» **Your objective**:
Every line below that holds the string "instance" should be copied out.
Segment Open
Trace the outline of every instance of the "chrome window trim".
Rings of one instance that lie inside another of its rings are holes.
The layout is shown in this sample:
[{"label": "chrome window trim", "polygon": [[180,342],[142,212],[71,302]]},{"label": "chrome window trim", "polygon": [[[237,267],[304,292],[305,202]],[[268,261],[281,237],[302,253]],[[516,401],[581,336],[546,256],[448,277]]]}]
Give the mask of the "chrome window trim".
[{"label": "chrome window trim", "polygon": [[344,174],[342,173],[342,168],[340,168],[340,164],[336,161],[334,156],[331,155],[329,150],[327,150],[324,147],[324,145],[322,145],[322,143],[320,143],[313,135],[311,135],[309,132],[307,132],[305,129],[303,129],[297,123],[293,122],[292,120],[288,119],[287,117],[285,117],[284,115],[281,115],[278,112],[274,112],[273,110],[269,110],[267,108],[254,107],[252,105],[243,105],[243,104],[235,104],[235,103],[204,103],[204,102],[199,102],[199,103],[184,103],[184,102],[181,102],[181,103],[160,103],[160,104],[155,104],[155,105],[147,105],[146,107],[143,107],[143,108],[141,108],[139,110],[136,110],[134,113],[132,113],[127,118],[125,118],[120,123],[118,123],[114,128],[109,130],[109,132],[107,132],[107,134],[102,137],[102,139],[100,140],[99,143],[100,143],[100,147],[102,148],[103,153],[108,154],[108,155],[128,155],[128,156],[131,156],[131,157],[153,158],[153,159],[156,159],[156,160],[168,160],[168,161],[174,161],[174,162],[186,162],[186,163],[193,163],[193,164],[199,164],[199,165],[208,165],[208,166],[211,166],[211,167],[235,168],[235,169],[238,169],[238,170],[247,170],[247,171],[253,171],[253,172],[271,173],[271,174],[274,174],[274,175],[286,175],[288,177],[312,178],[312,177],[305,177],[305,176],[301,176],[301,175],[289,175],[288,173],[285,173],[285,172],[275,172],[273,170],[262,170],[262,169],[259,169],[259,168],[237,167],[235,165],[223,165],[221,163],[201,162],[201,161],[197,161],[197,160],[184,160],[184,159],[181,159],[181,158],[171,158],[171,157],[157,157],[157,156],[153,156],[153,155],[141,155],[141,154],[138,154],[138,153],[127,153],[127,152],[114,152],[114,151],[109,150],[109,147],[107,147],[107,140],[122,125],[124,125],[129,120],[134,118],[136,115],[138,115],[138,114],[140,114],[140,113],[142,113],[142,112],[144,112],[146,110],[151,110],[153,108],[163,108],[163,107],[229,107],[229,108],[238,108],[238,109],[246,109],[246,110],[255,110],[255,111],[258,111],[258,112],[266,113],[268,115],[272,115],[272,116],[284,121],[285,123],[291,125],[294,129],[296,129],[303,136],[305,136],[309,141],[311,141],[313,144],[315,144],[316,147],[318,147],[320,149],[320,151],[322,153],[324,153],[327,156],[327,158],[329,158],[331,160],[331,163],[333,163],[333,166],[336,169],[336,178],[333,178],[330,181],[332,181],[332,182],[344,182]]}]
Segment Closed
» **Task answer**:
Trace the outline of every instance of the "chrome window trim".
Rings of one instance that lie inside another of its rings are holes.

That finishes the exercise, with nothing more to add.